**Exercise passage**
________________________________________

Wednesday, November 14, 2012

Freeze, Grammar Police!



by Shannon Baker
 
Your going to love it!

Everyone picked up there turkey.

Its going to rain all over it’s car.

Are your teeth set on edge yet? Does it make you cringe? Yeah, I thought it might. This kind of thing makes me mutter under my breath and complain to anyone handy. When my children were young there used to be a commercial on television for a multivitamin. The announcer would say, “Calcium, like in milk. Vitamin C, like in oranges.” I exploded. Every. Single. Time. From that one commercial alone I trained my children.

Not to speak correct grammar, but to run for the remote at the first hint of the jingle. They knew if they didn’t hit mute, I’d start shouting, “As! As! You moron!”

Now all grown up and not around to hear my tirades, they’ll torture me by taking pictures of grammatical crimes and sending them to my phone. Children never lose their delight in tormenting parents... or maybe it’s just my children.

Like the Irish and the police force in Boston, I come by my grammar sensitivity through blood. My paternal grandmother, a woman I admire in so many ways, was an English teacher in the early 1920’s. That woman respected the language. When her sons married women who might have been a little lax in their grammar and punctuation, especially when jotting quick letters to their mother-in-law, she would get out her red pen and go to work. 

Then she’d mail the corrected letters back. I’m sure she thought she was helping them out by teaching them correct usage. I am pretty sure they didn’t take it that way.

I’m not that demanding, really. I mean, all of us have hurried along and popped off with the wrong word. I have a devil of a time with lie, lay, laid. And for some reason past and passed can trip me up. I should also admit to an incorrect affect versus effect from time to time. 

Mistakes can be made. And I’m a forgiving person. Stop laughing. I can forgive. If I want to. If I really, really want to.

 However, I draw the line on certain things. A person must have standards and mine begin with:

They will shape their own destiny. 

I can barely type that without jumping from my chair and stomping around the room. The Man With Endless Patience looks at me expectantly whenever some idiot sports announcer mistakenly spouts it. I never disappoint. “YOU CAN’T SHAPE YOUR OWN DESTINY!” 

Look it up. Destiny is…predestined. You don’t change it because it’s…destiny. 

Being a big Nebraska Cornhusker fan and the Huskers being what they’ve been in the last several years, I hear this asinine phrase so often I’m surprised I haven’t burst a vein.

The other phrase that makes me clench my teeth and dig my fingernails into my palms is:

 I could care less. 

Really? Do you mean you COULDN’T care less? Or could you care less a little more?

I know, you’re probably like my children and are rolling your eyes and thinking that I need even more therapy. You want to tell me to stay calm and read some Jane Austin. 

But deep inside, you know I’m right. It’s our language. Our words.  So come on, out with it. What is that common misused word or stupid phrase that makes your back teeth hurt?

3 comments:

Beth Groundwater said...

My husband, who used to judge science fairs, couldn't stand it when the kids mixed up affect and effect in their posters.

Deborah Sharp said...

People who don't grasp the difference between imply and infer get my goat. Good post!

Aimee Hix said...

People lie, chickens lay and getting laid is a euphemism for having sex.

Mine is anyways. How does one pluralize anyway?

________________________________________

**Data section**
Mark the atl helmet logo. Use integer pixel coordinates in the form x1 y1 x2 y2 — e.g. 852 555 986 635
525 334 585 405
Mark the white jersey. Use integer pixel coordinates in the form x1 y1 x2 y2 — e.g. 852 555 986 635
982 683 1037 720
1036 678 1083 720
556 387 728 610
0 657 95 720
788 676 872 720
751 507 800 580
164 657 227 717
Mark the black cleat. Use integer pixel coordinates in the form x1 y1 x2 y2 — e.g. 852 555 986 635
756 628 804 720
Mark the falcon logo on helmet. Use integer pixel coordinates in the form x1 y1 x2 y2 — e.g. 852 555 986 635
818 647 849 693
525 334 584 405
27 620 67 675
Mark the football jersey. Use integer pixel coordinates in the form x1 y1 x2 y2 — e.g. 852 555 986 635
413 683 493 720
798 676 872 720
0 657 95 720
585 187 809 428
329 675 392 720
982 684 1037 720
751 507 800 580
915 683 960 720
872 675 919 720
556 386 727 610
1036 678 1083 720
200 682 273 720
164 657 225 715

________________________________________

**Task item**
Answer these questions about the grammar blog post, one answer a line.
1. What did the author's paternal grandmother teach in the early 1920's?
2. What word did the author shout at the multivitamin commercial?
3. Which football team is the author a big fan of?

**Task answer**
1. English
2. "As!"
3. The Nebraska Cornhuskers